- SET TASK:
Return each line of the listing below that contains the word "dark".

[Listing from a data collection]
****************

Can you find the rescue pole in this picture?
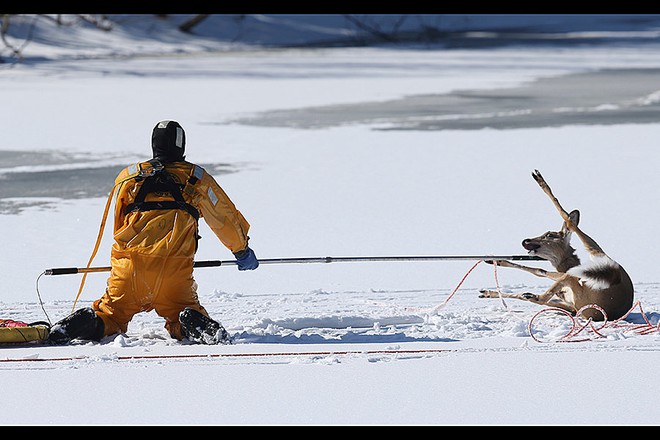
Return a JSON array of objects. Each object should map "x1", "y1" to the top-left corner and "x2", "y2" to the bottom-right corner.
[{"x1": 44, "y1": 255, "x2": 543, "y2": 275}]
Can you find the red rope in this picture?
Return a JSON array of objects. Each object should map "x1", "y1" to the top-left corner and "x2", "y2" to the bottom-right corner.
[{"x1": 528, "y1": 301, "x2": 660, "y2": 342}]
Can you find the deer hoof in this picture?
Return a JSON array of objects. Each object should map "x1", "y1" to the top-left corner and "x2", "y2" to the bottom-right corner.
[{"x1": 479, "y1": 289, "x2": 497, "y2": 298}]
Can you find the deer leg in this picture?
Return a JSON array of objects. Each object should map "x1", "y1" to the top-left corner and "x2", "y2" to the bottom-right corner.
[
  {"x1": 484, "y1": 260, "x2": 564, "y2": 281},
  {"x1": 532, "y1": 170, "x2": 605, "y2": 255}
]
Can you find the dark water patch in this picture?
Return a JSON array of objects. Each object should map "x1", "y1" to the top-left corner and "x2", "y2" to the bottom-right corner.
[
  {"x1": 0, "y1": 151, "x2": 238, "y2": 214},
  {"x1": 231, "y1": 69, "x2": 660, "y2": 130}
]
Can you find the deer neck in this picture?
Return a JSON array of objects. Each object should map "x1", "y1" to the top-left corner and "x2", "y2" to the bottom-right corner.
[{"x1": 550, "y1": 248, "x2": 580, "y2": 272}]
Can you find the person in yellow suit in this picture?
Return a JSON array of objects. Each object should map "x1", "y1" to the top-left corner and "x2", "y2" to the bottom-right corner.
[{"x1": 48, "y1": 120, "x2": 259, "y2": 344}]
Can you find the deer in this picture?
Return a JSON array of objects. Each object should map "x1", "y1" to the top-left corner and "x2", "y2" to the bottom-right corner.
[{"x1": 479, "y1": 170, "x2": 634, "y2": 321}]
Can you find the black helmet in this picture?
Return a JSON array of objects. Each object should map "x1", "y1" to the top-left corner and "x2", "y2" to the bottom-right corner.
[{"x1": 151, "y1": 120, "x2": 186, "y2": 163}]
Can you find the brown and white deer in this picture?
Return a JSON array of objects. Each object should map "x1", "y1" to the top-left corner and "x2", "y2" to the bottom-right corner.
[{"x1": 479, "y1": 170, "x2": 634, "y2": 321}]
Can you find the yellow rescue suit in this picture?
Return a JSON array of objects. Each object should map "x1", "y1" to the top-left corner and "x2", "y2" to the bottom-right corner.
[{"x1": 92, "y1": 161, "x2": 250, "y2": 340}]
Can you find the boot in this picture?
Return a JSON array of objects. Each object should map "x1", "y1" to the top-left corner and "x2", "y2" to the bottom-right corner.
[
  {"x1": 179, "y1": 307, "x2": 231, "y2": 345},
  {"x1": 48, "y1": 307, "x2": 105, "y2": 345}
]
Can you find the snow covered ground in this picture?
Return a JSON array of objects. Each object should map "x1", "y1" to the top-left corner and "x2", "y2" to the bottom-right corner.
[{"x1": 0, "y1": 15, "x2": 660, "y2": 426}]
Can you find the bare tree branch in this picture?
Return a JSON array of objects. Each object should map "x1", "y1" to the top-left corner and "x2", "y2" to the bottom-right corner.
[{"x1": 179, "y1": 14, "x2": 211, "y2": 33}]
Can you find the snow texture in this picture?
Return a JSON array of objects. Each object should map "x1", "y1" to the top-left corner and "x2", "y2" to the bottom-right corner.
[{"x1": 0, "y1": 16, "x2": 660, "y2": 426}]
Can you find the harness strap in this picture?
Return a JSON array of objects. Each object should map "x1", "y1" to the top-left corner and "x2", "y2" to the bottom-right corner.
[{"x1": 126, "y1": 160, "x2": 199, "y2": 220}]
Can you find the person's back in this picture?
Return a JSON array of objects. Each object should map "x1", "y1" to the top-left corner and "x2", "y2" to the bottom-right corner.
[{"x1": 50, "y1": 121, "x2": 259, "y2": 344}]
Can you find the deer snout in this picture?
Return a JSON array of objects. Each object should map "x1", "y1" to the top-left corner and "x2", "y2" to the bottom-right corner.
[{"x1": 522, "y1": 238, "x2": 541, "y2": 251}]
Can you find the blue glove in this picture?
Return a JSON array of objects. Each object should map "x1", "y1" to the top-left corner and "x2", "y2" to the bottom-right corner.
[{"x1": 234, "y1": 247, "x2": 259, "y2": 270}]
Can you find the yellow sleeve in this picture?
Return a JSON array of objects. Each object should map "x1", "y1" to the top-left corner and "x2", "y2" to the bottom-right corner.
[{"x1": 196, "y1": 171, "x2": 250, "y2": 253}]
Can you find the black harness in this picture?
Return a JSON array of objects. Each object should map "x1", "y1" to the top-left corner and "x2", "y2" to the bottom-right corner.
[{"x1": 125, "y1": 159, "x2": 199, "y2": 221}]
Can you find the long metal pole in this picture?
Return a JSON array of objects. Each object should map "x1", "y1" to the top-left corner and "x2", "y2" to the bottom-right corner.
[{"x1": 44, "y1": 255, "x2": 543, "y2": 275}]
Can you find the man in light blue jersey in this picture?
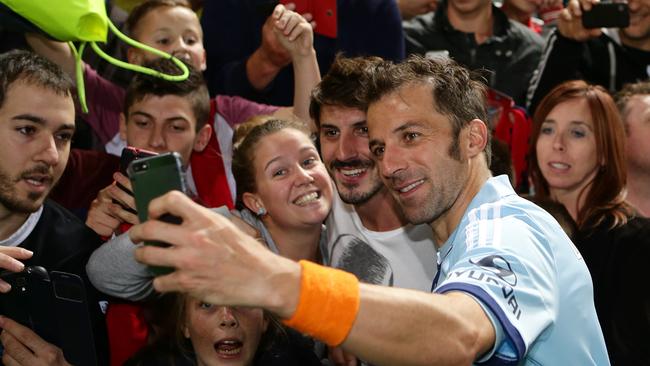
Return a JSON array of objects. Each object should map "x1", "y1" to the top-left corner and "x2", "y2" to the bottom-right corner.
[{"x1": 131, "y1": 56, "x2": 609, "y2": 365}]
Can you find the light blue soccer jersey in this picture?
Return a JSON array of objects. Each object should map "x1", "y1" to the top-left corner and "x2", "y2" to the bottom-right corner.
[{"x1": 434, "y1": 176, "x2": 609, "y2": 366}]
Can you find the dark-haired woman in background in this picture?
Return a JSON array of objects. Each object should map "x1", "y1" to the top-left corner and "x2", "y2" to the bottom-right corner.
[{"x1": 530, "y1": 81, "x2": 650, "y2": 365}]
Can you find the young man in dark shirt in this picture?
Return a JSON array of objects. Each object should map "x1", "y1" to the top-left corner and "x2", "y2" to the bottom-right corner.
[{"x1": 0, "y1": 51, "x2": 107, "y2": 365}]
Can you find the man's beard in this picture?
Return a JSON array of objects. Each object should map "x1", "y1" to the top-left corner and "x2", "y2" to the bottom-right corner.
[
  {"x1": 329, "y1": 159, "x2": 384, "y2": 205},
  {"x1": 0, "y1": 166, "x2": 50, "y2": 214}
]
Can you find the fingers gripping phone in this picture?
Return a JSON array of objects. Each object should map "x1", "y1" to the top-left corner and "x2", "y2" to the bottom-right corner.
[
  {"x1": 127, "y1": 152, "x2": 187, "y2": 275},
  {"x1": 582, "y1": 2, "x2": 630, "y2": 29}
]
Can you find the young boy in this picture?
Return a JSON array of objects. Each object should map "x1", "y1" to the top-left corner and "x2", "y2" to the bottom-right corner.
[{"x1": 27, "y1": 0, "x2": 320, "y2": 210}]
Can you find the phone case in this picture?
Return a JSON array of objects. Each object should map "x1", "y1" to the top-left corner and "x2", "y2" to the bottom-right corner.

****************

- RESULT OF THE TASK:
Can you find the dark water patch in this picture?
Can you find the dark-haired woman in background in this picture?
Can you find the young man in dark shirt in this picture?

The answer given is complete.